### Goal of the exercise
Give only the lines from the one containing "In this exercise you will locate the red" through the end of the material below, exactly as written.

### Data shown
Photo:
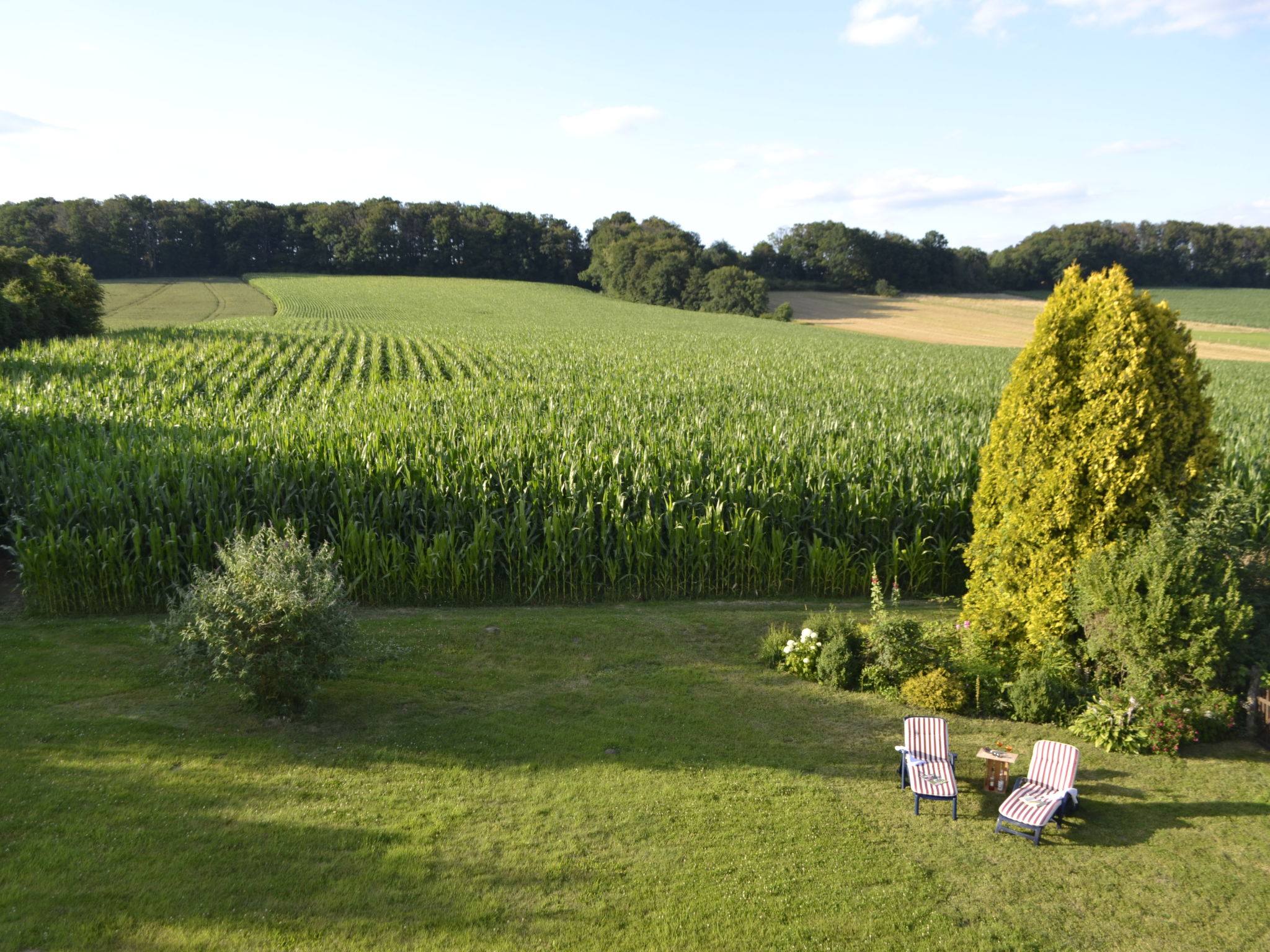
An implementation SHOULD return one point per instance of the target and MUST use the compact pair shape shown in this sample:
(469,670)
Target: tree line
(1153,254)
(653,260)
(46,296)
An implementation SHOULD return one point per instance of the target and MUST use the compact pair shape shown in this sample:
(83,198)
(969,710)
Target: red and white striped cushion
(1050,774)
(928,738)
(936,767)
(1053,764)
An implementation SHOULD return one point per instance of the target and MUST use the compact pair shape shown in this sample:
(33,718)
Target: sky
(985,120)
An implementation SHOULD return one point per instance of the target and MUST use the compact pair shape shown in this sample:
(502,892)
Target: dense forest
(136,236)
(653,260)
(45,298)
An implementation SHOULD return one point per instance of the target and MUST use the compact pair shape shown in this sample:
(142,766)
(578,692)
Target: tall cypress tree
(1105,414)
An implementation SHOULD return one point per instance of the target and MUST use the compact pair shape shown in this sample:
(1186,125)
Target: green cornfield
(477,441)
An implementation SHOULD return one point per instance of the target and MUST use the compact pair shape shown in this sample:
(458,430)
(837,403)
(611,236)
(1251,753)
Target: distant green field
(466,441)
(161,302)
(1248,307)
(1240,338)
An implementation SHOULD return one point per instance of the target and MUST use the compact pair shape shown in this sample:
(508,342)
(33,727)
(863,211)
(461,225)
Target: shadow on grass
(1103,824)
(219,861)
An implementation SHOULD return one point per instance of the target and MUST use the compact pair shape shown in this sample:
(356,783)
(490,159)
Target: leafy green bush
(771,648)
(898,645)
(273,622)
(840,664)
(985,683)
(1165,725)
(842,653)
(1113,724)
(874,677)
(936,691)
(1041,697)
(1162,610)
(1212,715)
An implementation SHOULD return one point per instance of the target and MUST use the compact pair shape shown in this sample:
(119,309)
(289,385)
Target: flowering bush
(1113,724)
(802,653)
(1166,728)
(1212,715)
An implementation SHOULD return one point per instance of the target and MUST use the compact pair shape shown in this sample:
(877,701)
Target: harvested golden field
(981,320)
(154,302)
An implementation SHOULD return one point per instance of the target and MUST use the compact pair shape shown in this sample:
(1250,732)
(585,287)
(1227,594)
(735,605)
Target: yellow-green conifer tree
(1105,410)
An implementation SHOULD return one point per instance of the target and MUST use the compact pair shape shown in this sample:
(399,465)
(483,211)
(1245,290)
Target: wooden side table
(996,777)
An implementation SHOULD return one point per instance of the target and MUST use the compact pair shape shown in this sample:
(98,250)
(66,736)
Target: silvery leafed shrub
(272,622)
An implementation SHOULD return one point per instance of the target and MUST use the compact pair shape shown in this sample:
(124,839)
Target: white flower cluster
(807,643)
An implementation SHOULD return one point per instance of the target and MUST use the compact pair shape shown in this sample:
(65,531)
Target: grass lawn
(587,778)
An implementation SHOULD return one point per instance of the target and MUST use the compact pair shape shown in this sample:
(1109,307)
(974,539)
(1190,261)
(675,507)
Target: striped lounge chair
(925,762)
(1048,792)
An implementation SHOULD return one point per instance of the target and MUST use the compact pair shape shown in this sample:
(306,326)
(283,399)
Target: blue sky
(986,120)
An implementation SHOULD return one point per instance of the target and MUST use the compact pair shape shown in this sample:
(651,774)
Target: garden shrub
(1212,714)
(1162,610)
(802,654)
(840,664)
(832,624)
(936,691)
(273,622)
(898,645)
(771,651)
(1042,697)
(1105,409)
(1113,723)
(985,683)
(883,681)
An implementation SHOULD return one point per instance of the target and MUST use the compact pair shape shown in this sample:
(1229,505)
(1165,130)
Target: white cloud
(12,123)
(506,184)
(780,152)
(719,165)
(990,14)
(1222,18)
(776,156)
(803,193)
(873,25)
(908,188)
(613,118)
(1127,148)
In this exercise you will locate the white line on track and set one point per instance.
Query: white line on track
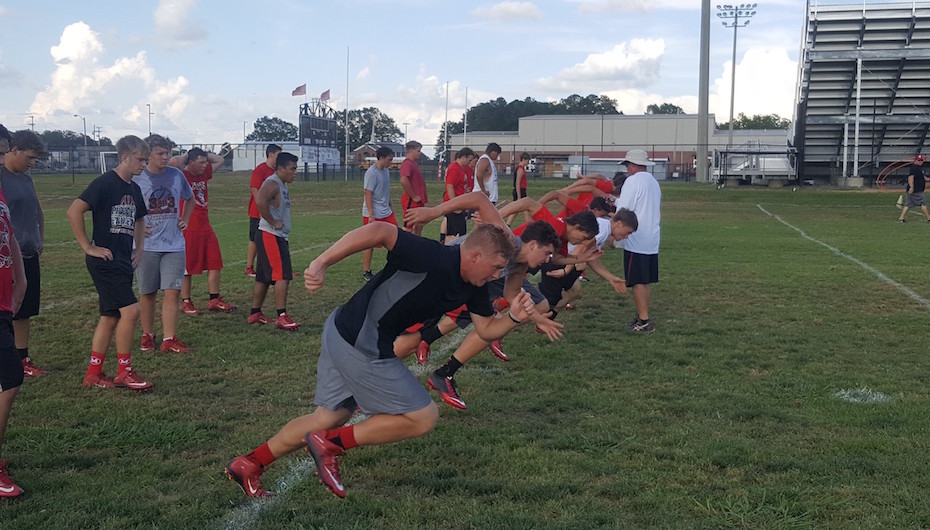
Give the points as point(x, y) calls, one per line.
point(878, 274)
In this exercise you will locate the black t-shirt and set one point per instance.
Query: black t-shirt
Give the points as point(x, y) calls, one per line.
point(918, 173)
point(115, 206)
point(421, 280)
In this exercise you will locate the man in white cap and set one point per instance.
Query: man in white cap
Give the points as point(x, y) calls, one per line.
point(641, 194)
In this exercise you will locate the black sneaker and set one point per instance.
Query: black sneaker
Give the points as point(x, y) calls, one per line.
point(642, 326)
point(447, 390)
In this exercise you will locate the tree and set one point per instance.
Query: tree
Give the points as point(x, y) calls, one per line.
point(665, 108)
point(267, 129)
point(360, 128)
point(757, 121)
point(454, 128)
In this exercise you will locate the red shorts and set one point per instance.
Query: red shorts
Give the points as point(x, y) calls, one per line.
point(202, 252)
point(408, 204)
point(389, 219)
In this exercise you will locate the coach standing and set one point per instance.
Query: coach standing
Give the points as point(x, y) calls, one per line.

### Final answer
In this exercise you will locate the red shorts and set one point per instance.
Query: red shorts
Give the points as point(x, y) calls, one per line.
point(202, 252)
point(408, 204)
point(389, 219)
In this exercise you will locate the coach standing and set one point per instance.
Query: coach standing
Give the points as point(x, y) calls, one per line.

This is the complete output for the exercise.